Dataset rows
☆ ☆ ☆ ☆ ☆

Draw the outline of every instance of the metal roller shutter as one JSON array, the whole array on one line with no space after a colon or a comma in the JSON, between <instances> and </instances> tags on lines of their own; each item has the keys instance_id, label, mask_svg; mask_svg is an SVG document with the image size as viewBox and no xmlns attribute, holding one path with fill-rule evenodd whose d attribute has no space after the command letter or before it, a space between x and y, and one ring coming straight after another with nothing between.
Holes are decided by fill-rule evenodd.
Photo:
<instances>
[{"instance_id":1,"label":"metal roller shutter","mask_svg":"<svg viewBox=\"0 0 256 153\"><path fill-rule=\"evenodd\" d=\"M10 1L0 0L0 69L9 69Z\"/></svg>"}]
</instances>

☆ ☆ ☆ ☆ ☆

**Stated goal**.
Update the lines above by replacing "outline" with "boundary" throughout, keeping everything else the same.

**Complete output**.
Draw the boundary of every instance of the metal roller shutter as one JSON array, the whole array on one line with no space after a colon or a comma in the JSON, between <instances> and </instances> tags on lines of their own; each item has the keys instance_id, label, mask_svg; mask_svg is an SVG document with the image size as viewBox and no xmlns attribute, holding one path with fill-rule evenodd whose d attribute has no space after the command letter or before it, a space between x and y, and one ring coming straight after another with nothing between.
Holes are decided by fill-rule evenodd.
Photo:
<instances>
[{"instance_id":1,"label":"metal roller shutter","mask_svg":"<svg viewBox=\"0 0 256 153\"><path fill-rule=\"evenodd\" d=\"M10 1L0 0L0 69L9 69Z\"/></svg>"}]
</instances>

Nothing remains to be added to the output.